• What to do
Convert the lines of the entries below into a numbered list, omitting any blank lines. Leave the pictures out of your answer.

───── Data to use

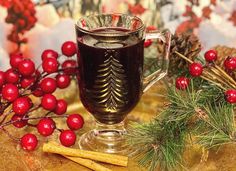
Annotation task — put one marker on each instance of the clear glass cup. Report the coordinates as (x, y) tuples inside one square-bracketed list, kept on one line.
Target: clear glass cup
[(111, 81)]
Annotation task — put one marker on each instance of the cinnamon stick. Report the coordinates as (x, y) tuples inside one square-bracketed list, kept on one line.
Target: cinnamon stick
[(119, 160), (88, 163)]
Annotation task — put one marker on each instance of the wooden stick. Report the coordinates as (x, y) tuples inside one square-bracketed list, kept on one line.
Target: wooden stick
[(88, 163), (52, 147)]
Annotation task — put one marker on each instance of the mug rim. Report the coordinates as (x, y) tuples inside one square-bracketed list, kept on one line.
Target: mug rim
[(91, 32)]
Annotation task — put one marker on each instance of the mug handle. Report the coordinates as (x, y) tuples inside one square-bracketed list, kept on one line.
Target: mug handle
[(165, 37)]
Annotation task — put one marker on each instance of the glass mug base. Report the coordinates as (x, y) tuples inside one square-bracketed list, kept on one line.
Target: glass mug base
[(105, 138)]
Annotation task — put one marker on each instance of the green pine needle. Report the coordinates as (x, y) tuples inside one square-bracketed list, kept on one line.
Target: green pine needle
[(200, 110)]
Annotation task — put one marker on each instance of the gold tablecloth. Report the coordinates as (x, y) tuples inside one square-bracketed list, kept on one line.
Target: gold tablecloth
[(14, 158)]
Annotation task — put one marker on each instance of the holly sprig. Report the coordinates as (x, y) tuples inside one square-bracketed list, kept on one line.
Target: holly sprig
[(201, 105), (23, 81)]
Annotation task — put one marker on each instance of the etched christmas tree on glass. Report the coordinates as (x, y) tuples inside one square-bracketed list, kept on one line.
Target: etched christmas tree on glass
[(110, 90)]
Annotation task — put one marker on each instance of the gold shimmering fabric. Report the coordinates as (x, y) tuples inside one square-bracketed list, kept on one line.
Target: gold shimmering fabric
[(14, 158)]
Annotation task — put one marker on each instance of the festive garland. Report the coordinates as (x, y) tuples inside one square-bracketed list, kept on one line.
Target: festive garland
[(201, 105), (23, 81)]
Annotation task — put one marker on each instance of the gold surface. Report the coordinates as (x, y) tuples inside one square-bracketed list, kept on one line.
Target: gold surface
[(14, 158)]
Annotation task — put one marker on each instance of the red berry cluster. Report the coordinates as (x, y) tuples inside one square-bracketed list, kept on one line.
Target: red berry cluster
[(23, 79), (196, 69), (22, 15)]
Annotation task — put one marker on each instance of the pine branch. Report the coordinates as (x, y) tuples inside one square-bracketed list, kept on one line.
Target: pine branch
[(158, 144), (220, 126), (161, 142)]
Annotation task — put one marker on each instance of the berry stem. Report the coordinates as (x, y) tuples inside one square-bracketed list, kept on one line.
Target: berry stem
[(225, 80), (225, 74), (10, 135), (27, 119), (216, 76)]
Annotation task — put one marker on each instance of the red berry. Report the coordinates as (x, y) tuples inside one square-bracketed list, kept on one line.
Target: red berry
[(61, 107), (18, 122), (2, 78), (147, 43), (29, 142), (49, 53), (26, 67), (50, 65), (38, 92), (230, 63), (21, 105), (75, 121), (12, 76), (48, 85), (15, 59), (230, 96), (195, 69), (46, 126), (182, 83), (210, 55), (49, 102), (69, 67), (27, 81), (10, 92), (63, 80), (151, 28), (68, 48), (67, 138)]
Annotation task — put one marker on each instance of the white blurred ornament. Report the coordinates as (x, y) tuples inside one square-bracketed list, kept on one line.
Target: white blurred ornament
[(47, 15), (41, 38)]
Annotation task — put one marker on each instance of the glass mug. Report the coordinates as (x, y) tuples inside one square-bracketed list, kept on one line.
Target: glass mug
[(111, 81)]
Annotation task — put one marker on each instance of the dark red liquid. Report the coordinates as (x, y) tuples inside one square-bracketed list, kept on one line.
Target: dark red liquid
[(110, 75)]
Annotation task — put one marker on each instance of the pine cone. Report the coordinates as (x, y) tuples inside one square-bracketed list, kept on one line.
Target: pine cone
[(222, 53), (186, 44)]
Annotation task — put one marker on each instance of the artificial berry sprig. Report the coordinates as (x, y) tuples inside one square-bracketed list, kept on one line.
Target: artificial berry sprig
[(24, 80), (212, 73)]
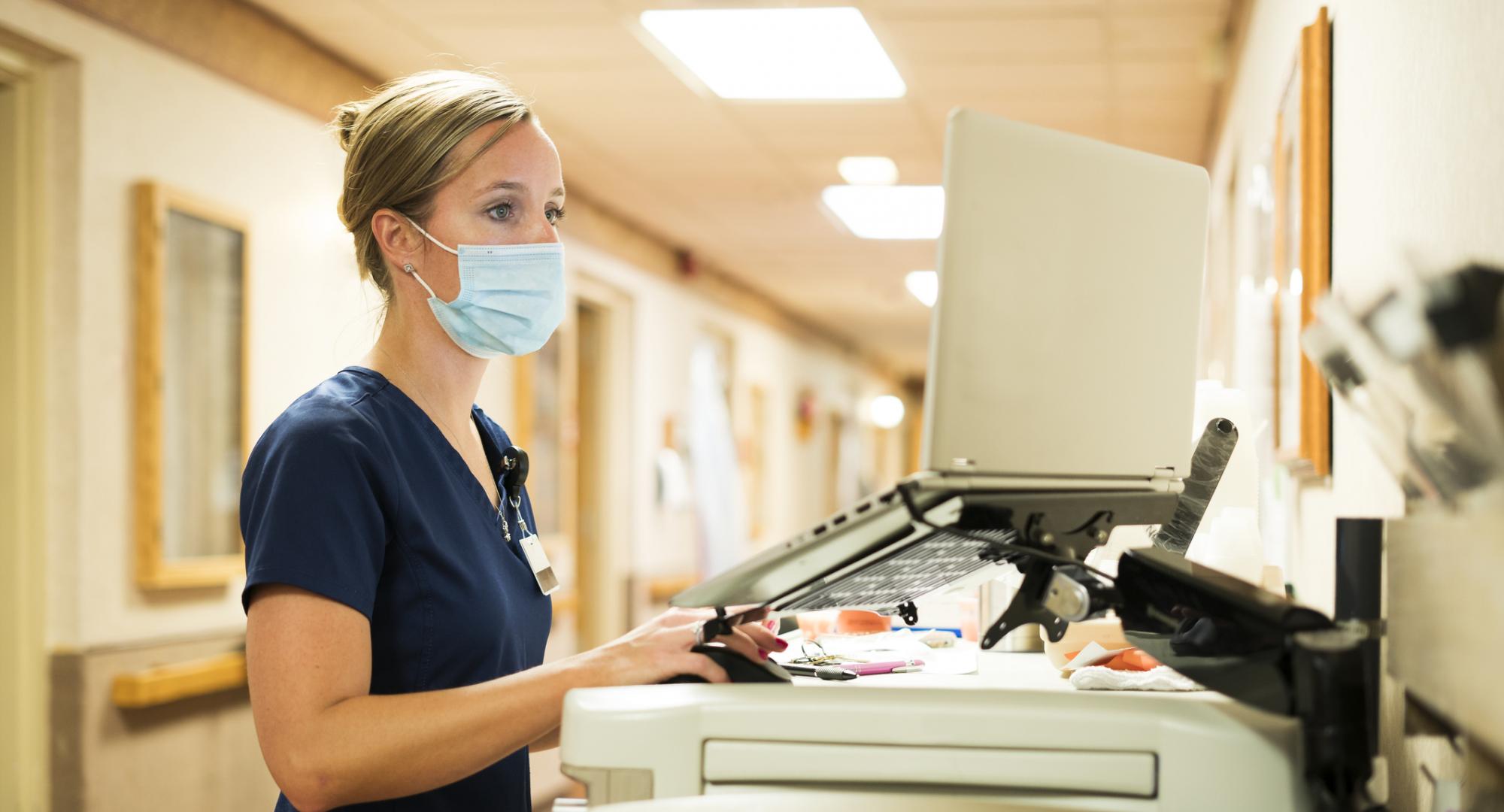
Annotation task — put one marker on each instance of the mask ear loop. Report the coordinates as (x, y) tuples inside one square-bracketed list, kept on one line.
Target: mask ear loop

──────────

• Answer to this exercise
1. Annotation task — put one marker on each instance of the clear glass cup. Report the coordinates as (x, y) tuples inside one square-bracketed list, kept on one line.
2. Target: clear glass cup
3. [(111, 81)]
4. Annotation task — put one marker on each instance of the cinnamon stick. Report the coordinates as (x, y) tuples inside one square-bracketed list, kept on one line.
5. Target: cinnamon stick
6. [(119, 160), (88, 163)]
7. Annotation task — put one marker on each instance of the wooden stick. Report the coordinates as (x, y) tuples inside one square-bracketed list, kept on one line.
8. Target: wooden stick
9. [(88, 163), (52, 147)]
10. Annotation task — put one marker on each instance of the mug rim. Report the coordinates as (x, y) tuples inside one square-bracketed list, kept on one line.
11. Target: mug rim
12. [(91, 32)]
13. Annotation task — put one marker on each instance of the mug handle. Report the coordinates as (x, y) tuples inside one square-bracketed list, kept on one line.
14. Target: mug handle
15. [(165, 37)]
16. Annotation task — put one marker on each instance of the glass mug base. Report the coordinates as (x, y) tuples inside one square-bracketed list, kept on one line.
17. Target: glass mug base
18. [(105, 138)]
19. Annotation task — put one marker on each instance of the green pine needle. Report the coordinates as (x, y) tuples inside one square-bracketed list, kept on one line.
20. Target: green pine needle
21. [(200, 110)]
22. Annotation task — put one marker on each instance of the gold tablecloth. Report the coordinates as (x, y) tuples inside one square-bracketed list, kept on one line.
23. Target: gold tablecloth
24. [(14, 158)]
25. Annotation task — put one marker on each instance of the holly sprig. Report the coordinates as (x, y) tuples inside one square-bracketed list, kept on one line.
26. Target: holly sprig
27. [(201, 105), (23, 81)]
28. Annotation task — put one marker on each instance of the etched christmas tree on glass. Report the coordinates as (x, y) tuples inside one square-bracketed list, kept on one line.
29. Target: etched christmas tree on glass
30. [(110, 90)]
31. Annotation task — put one marker on each instance of the gold shimmering fabric. Report the coordinates as (x, y) tuples inside one square-bracketed list, kept on one line.
32. Target: gold shimmering fabric
33. [(14, 158)]
34. Annotation task — put one marker on each instance of the festive garland. Report the coordinates as (x, y) tuples inside one square-bracketed list, kept on one line.
35. Target: festive garland
36. [(201, 105), (23, 81)]
37. Annotation task — put one marker on each instance of the gold surface. Report the coordinates as (x, y) tuples inside one square-bracketed list, kept on one line.
38. Target: gold surface
39. [(14, 158)]
40. Annotation task — put one marker on each instance of the red berry cluster. Report the coordinates as (x, y) tuples inside one square-bracketed list, kept on one line.
41. Target: red berry cluster
42. [(23, 79), (196, 69), (22, 15)]
43. Annotation task — put one marker on each instance of the pine branch. Report the coordinates as (x, y) tuples inside one square-bracketed list, kept on one line.
44. Target: pine branch
45. [(158, 144), (220, 126), (161, 142)]
46. Annotation task — put one marker on each instance of the berry stem. Report the coordinates as (x, y) tuples inside one square-bracketed list, kept on one line.
47. Target: berry stem
48. [(225, 80), (225, 74), (10, 135), (27, 119), (216, 76)]
49. Annotation task — put one marker on each instance of the red berry. Report the coordinates as (x, y) tuples inside one square-bracketed list, kept on one line.
50. Target: red berry
51. [(61, 107), (18, 122), (2, 78), (147, 43), (29, 142), (49, 53), (26, 67), (50, 65), (38, 92), (230, 63), (21, 105), (75, 121), (12, 76), (48, 85), (15, 59), (230, 96), (195, 69), (46, 126), (182, 83), (210, 55), (49, 102), (69, 67), (27, 81), (10, 92), (63, 80), (151, 28), (68, 48), (67, 138)]
52. Annotation task — put one marker on each instance of the white blurred ornament. Report the coordinates as (x, y) tuples inside one square-bracketed list, kept on one line.
53. Target: white blurred ornament
54. [(47, 15), (41, 38)]
55. Annotation task — put one marker on each instance of the glass mug. Report the coordinates as (x, y) tuples inside one square-bracketed list, kept on one line.
56. Target: glass mug
57. [(111, 81)]
58. Annotation task — put one marker on each instance of the dark red liquid. Report the coordinates as (x, y) tuples inside one square-bracketed list, kept on one line.
59. Target: dark red liquid
60. [(110, 75)]
61. Annotation task — put one marker on each instance of the pine cone. Report the coordinates as (x, y) tuples inside one square-bracketed list, kept on one line.
62. Target: pine cone
63. [(222, 53), (186, 44)]
64. Annotation task — put one marker on each instance of the artificial berry sprig. Report the coordinates as (x, y) tuples inside one square-bracketed list, kept on one line.
65. Target: artificial berry sprig
66. [(24, 80), (212, 73)]
67. Annotation task — put one marker on each instance of the mask ear loop. Report the coordinates as (x, y) tuples inside one square-bracketed list, kept on one line.
68. Target: mask ear loop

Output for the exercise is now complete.